▸ Aim of the exercise
Can you reproduce every line of the data below, character for character, without changing anything?

--- START ---

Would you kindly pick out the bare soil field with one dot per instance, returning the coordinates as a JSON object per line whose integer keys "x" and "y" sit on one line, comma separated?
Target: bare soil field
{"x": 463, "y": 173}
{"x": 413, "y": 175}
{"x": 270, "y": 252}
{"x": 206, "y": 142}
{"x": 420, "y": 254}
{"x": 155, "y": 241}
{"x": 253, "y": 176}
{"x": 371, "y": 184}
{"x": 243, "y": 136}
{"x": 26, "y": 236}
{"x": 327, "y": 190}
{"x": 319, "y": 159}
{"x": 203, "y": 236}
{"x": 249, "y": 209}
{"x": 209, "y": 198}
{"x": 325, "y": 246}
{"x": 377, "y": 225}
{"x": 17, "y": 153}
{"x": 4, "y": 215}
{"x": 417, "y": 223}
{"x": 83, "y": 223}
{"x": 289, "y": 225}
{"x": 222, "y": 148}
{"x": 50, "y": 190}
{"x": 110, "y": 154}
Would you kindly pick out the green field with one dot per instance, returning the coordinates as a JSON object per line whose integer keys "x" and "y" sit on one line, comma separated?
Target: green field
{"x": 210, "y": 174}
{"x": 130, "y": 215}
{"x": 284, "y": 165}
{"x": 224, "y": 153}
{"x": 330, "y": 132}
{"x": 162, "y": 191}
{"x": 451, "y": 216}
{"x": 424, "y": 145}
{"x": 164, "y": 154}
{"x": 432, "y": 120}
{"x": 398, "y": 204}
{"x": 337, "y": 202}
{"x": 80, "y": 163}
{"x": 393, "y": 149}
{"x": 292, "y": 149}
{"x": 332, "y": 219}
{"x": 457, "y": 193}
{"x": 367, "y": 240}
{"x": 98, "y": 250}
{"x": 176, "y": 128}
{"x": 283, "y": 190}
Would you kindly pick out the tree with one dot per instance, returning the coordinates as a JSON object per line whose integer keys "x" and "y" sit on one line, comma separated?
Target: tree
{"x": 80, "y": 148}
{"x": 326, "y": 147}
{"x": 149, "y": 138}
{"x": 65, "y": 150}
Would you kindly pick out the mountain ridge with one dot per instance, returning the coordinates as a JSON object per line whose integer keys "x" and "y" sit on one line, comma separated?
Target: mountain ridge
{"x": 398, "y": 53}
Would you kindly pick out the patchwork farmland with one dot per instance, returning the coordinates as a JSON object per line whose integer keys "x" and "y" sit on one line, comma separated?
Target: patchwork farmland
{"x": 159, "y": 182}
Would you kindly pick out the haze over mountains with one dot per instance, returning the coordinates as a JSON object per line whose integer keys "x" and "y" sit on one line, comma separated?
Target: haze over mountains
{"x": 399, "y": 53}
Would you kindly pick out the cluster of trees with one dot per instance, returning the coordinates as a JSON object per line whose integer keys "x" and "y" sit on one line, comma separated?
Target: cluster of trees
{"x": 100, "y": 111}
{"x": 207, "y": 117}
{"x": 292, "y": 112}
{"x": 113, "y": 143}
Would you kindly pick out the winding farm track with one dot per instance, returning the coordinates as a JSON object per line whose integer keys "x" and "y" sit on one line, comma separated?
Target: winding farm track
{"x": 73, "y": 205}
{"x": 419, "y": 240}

--- END ---

▸ Problem solution
Would you kindly pick out the bare soil field with one dot per instance, returning the coordinates as a JSON object per line whose integer keys "x" and "y" sit on one line, comma separated?
Target: bare soil field
{"x": 463, "y": 173}
{"x": 413, "y": 175}
{"x": 270, "y": 252}
{"x": 206, "y": 142}
{"x": 420, "y": 254}
{"x": 155, "y": 241}
{"x": 253, "y": 176}
{"x": 371, "y": 184}
{"x": 243, "y": 136}
{"x": 26, "y": 236}
{"x": 327, "y": 190}
{"x": 319, "y": 159}
{"x": 203, "y": 236}
{"x": 249, "y": 209}
{"x": 209, "y": 198}
{"x": 325, "y": 246}
{"x": 377, "y": 225}
{"x": 17, "y": 153}
{"x": 4, "y": 215}
{"x": 417, "y": 223}
{"x": 83, "y": 223}
{"x": 289, "y": 225}
{"x": 222, "y": 148}
{"x": 50, "y": 190}
{"x": 110, "y": 154}
Would you kindly pick out the green field with one dot per instance, returning the coordinates as a JSON object per line whose integer keys "x" and "y" sit on one line, comma separated?
Target: green field
{"x": 210, "y": 174}
{"x": 130, "y": 215}
{"x": 284, "y": 165}
{"x": 224, "y": 153}
{"x": 330, "y": 132}
{"x": 162, "y": 191}
{"x": 451, "y": 216}
{"x": 424, "y": 145}
{"x": 164, "y": 154}
{"x": 432, "y": 120}
{"x": 398, "y": 204}
{"x": 337, "y": 202}
{"x": 80, "y": 163}
{"x": 393, "y": 149}
{"x": 292, "y": 149}
{"x": 332, "y": 219}
{"x": 457, "y": 193}
{"x": 367, "y": 240}
{"x": 98, "y": 250}
{"x": 176, "y": 128}
{"x": 283, "y": 190}
Would you kindly pick out the tree with one dot per instance, returning the coordinates as a JSON object per line whose integer keys "x" and "y" sit on one line, comma separated?
Target: tree
{"x": 80, "y": 148}
{"x": 326, "y": 147}
{"x": 149, "y": 138}
{"x": 65, "y": 150}
Would you kindly pick out the mountain ridge with one dot per instance, returning the coordinates as a JSON object per line whose integer keys "x" and "y" sit on one line, comma separated?
Target: mountain ridge
{"x": 398, "y": 53}
Would you kindly pick out the patchwork farmland with one dot per instance, returning the coordinates as a JSON object per line whose integer keys "x" and "y" sit on one line, comma separated?
Target: patchwork farmland
{"x": 159, "y": 182}
Would you kindly pick out the haze over mountains with one dot per instance, returning the coordinates as a JSON object per line whose integer keys "x" and "y" sit on one line, comma separated?
Target: haze over mountains
{"x": 399, "y": 53}
Would you kindly pick out the cluster of trees with one dot per instance, returning the coordinates as a JSON object per line whose integer keys "x" and "y" sit on one line, comma separated?
Target: cluster of trees
{"x": 100, "y": 111}
{"x": 207, "y": 117}
{"x": 292, "y": 112}
{"x": 113, "y": 143}
Would you kindly pick out the winding farm track with one dot per instance, returning the coordinates as a JSON object per line whose integer keys "x" and "y" sit on one line, comma separated?
Target: winding farm track
{"x": 73, "y": 205}
{"x": 419, "y": 240}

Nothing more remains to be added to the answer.